#### Data provided

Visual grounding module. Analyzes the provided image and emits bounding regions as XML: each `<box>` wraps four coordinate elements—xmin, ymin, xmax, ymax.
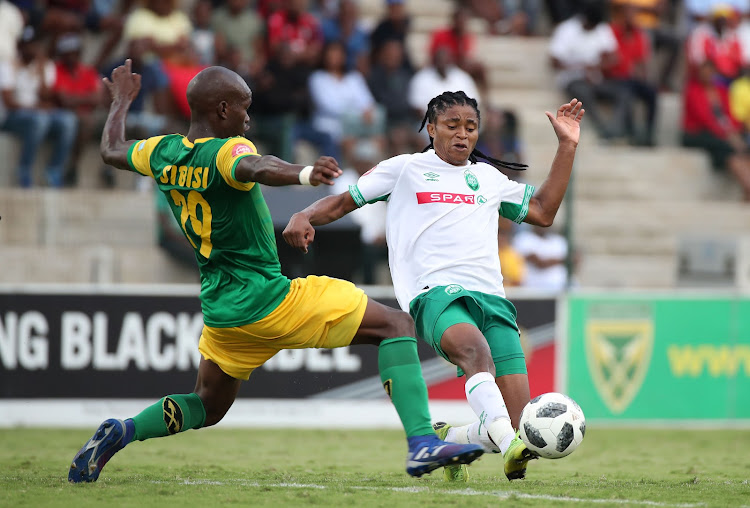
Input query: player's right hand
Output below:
<box><xmin>281</xmin><ymin>211</ymin><xmax>316</xmax><ymax>254</ymax></box>
<box><xmin>103</xmin><ymin>58</ymin><xmax>141</xmax><ymax>101</ymax></box>
<box><xmin>305</xmin><ymin>157</ymin><xmax>342</xmax><ymax>187</ymax></box>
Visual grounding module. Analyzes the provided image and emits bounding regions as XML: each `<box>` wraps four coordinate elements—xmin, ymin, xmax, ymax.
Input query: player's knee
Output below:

########

** What you have to do **
Can you reproduce all the records above with "Input query" replaced by "Target phrase" throughout, everything else unchanged and the pictures omitted?

** Worked answer **
Visual grounding module. Analyzes the provided image and emits bounding regions as XML: each `<box>` wraps four coordinate elements—xmin, ymin, xmax, ymax.
Target phrase: player's right hand
Output below:
<box><xmin>281</xmin><ymin>211</ymin><xmax>316</xmax><ymax>254</ymax></box>
<box><xmin>103</xmin><ymin>58</ymin><xmax>141</xmax><ymax>101</ymax></box>
<box><xmin>305</xmin><ymin>157</ymin><xmax>342</xmax><ymax>187</ymax></box>
Visual grounding module. Analyzes the provided image and emits bounding regions as XML: each `<box>` wraps four coordinate elements—xmin, ymin, xmax, ymax.
Target phrase: player's knee
Output below:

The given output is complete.